Stated problem: Turn the items below into a JSON list of strings, one string per line with blank lines left out, from the line with "Output form: <point>494,28</point>" up to and including the line with "<point>129,203</point>". Leave out the pictures.

Provided material:
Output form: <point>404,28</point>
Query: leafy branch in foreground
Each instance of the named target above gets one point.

--

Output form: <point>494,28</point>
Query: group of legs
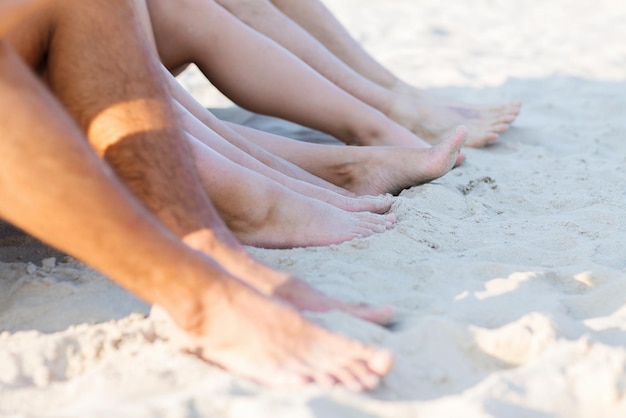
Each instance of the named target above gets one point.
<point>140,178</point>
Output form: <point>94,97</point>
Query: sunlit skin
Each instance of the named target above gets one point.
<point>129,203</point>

Correct output:
[
  "Output form: <point>494,28</point>",
  "Query: group of legs",
  "Each instance of the named target above gets one point.",
  "<point>140,178</point>",
  "Output form: <point>94,97</point>",
  "Query: sunlit skin",
  "Each instance of the named target above gets one point.",
  "<point>129,203</point>"
]